REQUIRED WORK:
Reproduce the material below line for line, changing nothing.

DATA IN THIS EXERCISE:

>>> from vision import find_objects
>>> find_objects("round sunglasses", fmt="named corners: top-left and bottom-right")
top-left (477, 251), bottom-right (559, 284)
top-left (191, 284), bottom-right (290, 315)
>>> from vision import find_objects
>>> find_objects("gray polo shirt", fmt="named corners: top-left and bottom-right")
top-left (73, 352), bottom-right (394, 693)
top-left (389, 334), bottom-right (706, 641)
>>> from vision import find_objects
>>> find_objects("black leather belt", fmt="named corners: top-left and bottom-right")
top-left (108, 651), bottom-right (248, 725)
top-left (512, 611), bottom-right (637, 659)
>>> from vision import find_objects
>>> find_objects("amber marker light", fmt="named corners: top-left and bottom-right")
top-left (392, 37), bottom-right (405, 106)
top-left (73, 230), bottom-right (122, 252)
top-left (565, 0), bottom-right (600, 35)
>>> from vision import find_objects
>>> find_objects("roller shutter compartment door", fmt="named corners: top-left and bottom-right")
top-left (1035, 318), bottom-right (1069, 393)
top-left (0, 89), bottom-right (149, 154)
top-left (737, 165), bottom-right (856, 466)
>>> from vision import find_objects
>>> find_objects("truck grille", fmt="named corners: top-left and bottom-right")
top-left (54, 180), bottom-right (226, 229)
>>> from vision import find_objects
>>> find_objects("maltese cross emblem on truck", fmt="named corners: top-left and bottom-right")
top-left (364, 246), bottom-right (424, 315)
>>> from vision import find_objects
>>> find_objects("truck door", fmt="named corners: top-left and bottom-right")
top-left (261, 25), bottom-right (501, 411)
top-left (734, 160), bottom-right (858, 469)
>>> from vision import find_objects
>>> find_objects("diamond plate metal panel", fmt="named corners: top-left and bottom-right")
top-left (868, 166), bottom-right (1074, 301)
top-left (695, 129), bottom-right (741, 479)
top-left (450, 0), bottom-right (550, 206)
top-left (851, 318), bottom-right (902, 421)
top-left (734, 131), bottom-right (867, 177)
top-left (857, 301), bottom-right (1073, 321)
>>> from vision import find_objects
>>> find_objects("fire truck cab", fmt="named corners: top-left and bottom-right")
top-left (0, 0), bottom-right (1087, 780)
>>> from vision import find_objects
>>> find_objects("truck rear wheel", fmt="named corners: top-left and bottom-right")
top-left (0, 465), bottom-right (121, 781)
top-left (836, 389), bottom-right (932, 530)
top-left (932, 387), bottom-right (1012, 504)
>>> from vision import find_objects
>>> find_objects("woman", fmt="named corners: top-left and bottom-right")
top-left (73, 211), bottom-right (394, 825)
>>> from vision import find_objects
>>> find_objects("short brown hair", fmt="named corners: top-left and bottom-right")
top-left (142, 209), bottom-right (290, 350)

FULL RESPONSE:
>>> from vision import find_objects
>>> find_objects("round sunglasses", fmt="named corners: top-left and bottom-right")
top-left (477, 251), bottom-right (559, 284)
top-left (191, 284), bottom-right (290, 315)
>>> from vision import find_objects
>>> find_objects("gray polo shirt", fmt="named corners: top-left and bottom-right")
top-left (73, 352), bottom-right (394, 693)
top-left (389, 334), bottom-right (706, 641)
>>> from vision import find_objects
>>> find_objects("black leather belt", fmt="named corners: top-left and bottom-right")
top-left (108, 651), bottom-right (248, 725)
top-left (512, 611), bottom-right (637, 659)
>>> from vision import find_objects
>>> find_objects("amber marker light", fmt="named corners: top-left and bottom-right")
top-left (392, 37), bottom-right (405, 106)
top-left (73, 230), bottom-right (122, 252)
top-left (565, 0), bottom-right (600, 35)
>>> from vision import find_objects
>>> find_objects("roller shutter compartment door", fmt="named corners: top-left and bottom-right")
top-left (1035, 318), bottom-right (1069, 393)
top-left (0, 89), bottom-right (149, 154)
top-left (737, 165), bottom-right (856, 466)
>>> from vision import find_objects
>>> find_objects("truck grille", fmt="named corners: top-left and bottom-right")
top-left (54, 180), bottom-right (226, 229)
>>> from vision import find_objects
>>> find_objects("maltese cross emblem on truck", fmt="named corners: top-left and bottom-right")
top-left (364, 246), bottom-right (424, 315)
>>> from vision import find_objects
>>> find_objects("truck door", fmt="named corners: top-left and bottom-right")
top-left (261, 25), bottom-right (501, 411)
top-left (734, 160), bottom-right (858, 469)
>>> from vision import find_objects
>>> find_objects("diamond plate metal panel", fmt="named corners: top-left and bottom-right")
top-left (868, 166), bottom-right (1074, 301)
top-left (695, 129), bottom-right (741, 479)
top-left (450, 0), bottom-right (550, 206)
top-left (851, 318), bottom-right (902, 421)
top-left (734, 131), bottom-right (867, 177)
top-left (857, 301), bottom-right (1073, 321)
>>> from vision import find_objects
>>> find_objects("fire truck cab", fmt="named corners: top-left and bottom-right")
top-left (0, 0), bottom-right (1087, 780)
>>> from vision import find_objects
>>> find_objects("truck rear wheel", fmt="named corners: top-left and bottom-right")
top-left (0, 465), bottom-right (121, 781)
top-left (836, 389), bottom-right (932, 530)
top-left (932, 387), bottom-right (1012, 504)
>>> from vision import find_objects
>>> find_objects("woman", fmt="named corners: top-left and bottom-right")
top-left (73, 211), bottom-right (394, 825)
>>> from vision import find_objects
>>> find_objects("short brown hair", fmt="named corners: top-left and bottom-right")
top-left (142, 209), bottom-right (290, 350)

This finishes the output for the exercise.